Exercise prompt: Write out all the entries word for word and omit any pictures.

Stored data
++++++++

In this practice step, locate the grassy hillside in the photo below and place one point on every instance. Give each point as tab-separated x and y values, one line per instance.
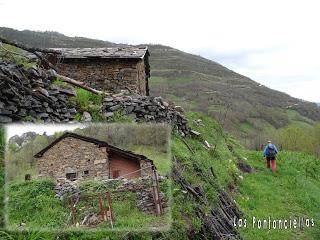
32	206
294	191
191	166
243	106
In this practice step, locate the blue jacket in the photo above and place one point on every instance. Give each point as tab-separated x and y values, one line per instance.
266	149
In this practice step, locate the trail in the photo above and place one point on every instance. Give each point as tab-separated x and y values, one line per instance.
292	192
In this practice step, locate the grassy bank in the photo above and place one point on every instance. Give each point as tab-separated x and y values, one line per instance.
293	191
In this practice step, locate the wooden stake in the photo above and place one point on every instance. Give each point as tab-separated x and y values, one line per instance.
101	207
73	211
155	192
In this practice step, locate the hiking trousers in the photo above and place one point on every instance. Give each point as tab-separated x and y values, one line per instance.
273	164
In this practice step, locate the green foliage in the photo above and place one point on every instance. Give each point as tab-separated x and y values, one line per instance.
288	192
34	204
84	98
2	175
298	138
29	200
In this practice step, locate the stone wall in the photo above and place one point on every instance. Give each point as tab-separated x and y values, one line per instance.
146	109
112	75
48	103
146	168
71	155
126	168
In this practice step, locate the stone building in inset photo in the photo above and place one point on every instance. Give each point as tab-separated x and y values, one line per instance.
73	157
108	69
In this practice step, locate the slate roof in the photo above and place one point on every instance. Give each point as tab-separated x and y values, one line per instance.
121	52
110	148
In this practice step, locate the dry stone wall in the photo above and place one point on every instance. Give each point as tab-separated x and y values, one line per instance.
18	104
145	109
108	75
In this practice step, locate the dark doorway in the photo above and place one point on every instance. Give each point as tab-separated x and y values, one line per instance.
115	174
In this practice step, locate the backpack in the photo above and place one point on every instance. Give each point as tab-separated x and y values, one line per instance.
271	151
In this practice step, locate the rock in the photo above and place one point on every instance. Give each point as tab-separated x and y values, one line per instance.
206	144
195	133
165	104
5	119
43	91
108	114
179	109
115	108
68	91
86	117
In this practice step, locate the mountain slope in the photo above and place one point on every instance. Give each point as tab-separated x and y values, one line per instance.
241	104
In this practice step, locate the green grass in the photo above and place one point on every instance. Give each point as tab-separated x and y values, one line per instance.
33	204
294	190
160	81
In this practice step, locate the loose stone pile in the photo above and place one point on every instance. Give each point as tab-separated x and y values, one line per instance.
146	109
145	201
32	96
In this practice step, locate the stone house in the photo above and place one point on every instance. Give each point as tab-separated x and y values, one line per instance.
73	156
109	69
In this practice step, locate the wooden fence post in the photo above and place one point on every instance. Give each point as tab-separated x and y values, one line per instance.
156	195
73	211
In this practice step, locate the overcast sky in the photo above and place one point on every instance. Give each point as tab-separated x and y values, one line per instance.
276	43
49	129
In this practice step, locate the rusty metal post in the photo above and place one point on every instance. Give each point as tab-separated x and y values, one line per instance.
155	192
73	211
101	207
109	206
158	191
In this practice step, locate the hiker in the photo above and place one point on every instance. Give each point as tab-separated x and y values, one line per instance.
270	152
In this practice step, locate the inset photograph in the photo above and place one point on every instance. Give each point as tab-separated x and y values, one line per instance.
88	177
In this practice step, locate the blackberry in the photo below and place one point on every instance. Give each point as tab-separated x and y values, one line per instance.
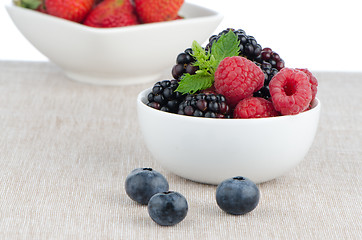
205	105
164	97
270	63
249	47
183	65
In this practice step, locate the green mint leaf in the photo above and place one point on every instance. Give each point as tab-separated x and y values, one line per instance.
226	46
193	83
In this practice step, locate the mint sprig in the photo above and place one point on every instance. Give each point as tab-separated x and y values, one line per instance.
226	46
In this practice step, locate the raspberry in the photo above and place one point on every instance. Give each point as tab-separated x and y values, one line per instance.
290	91
237	78
313	81
255	107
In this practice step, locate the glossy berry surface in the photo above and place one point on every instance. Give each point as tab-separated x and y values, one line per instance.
207	105
184	65
249	47
142	183
237	195
237	78
290	91
167	208
255	107
164	96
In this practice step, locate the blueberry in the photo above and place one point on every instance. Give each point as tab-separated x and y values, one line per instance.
142	183
167	208
237	195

++++++++

Output of the task:
In this practice step, locate the grassy hillside in the photo below and place one point on every instance. Give each point as tab-separated x and y values, one line per instance.
32	206
294	191
191	166
243	106
In this practice step, locate the blue jacket in the photo above and place one point on every instance. Give each point as tab-separated x and y values, one line per instance.
266	149
In this practice step, locate the trail in the photo above and place one point on every instance. Give each point as tab-separated x and y values, one line per instance.
292	192
In this practice step, locate the grassy bank in the photo above and place one point on every instance. Give each point as tab-separated x and y values, one line per instance.
293	191
In this practice step, locate the wooden stake in the photo above and place one point on every instance. Give each point as tab-separated x and y values, one line per instance.
101	207
73	211
155	192
In this practice step, locate the hiking trousers in the photo above and place one point on every instance. Give each point as tab-separated x and y values, one line per instance.
273	164
In this practice step, locate the green foliage in the photo above and place one point on every instance. Give each point as tab-separated x and y values, one line per instance.
288	192
34	204
84	98
2	175
298	138
29	200
In this practice step, locate the stone wall in the photo above and place one point on every instance. Give each point as tab-separated x and y values, one line per instance.
146	109
112	75
48	103
146	168
71	155
126	168
In this practice step, locate the stone building in inset photo in the photo above and place one point on every instance. Give each point as tab-separated x and y values, one line per instance.
73	157
108	69
In this practice step, locate the slate roof in the photo above and place one point on every instance. Give each point as tab-separated x and y values, one line per instance.
121	52
110	148
In this practice step, locate the dry stone wall in the photo above and place one point on every instance. Give each point as tab-separated x and y values, one line per instance.
18	104
145	109
108	75
In this practice step, locate the dark doorway in the photo above and place one point on every instance. Give each point as tab-separated x and y values, one line per instance.
115	174
In this practice step, locate the backpack in the photo above and place one point on every instance. Give each point as tab-separated x and y values, one line per instance.
271	151
In this practice step, locate the rock in the photo above and place one point on every instance. Give each point as tab-separated x and y values, one line per instance.
206	144
195	133
165	104
5	119
43	91
108	114
179	109
115	108
68	91
86	117
In this practice step, locate the mountain slope in the photo above and place one point on every instance. Give each point as tab-separated x and y values, one line per instance.
241	104
In this practice step, locate the green grass in the photo above and place one point on every instance. Give each point as tab-separated x and y values, one line per instance.
33	204
294	190
160	81
In this practice step, locate the loose stone pile in the photo above and place one point on every instance. Give each point as tab-separated x and y values, one line per instance.
146	109
145	201
32	96
In this practice step, locate the stone house in the photo above and place one point on every instance. Give each point as tab-separated x and y values, one line per instance.
73	156
109	69
In this practice step, locate the wooden fence post in the photo above and place one point on every instance. Give each point as tab-separated x and y values, one line per instance.
156	195
73	211
In this practice step, locate the overcast sky in the photo above and place one point on every instance. Give each point as tab-separated x and y values, one line per instance.
276	43
49	129
In this practice step, locate the rusty metal post in the photo above and place one point on every instance. Give each point as tab-separated x and y values, one line per instance.
155	192
73	211
101	207
109	206
158	191
In this practice step, locate the hiker in the photo above and place one point on every instance. Give each point as tab-separated x and y values, one line per instance.
270	152
In this practice step, locate the inset photograph in the photo above and place one point on every instance. Give each point as tab-separated x and y values, one line per instance.
88	177
In this practice step, locate the blackberry in the photo below and place one point on every instance. Give each point as tab-separated x and y values, one line per instance.
205	105
164	97
270	63
249	47
183	65
In this practice step, locate the green mint leaf in the photo above and place one point on every instance. Give each point as tab-separated x and y values, one line per instance.
226	46
193	83
In this practice step, locate the mint sprig in the photo above and place one point on every instance. Give each point as tab-separated x and y values, one line per instance.
226	46
In this practice step, locate the raspberry in the photo above and place one point on every instance. Give each point as tab-separated x and y values, one line per instance.
290	91
237	78
313	81
255	107
In this practice step, locate the glossy berry surface in the photo above and place one point on every instance. Give each point as tab-separated x and y values, one line per instance.
207	105
184	65
249	47
142	183
237	195
237	78
290	91
167	208
255	107
164	96
In this practice step, locate the blueberry in the photo above and place one point on every instance. Give each point as tab-separated x and y values, one line per instance.
142	183
167	208
237	195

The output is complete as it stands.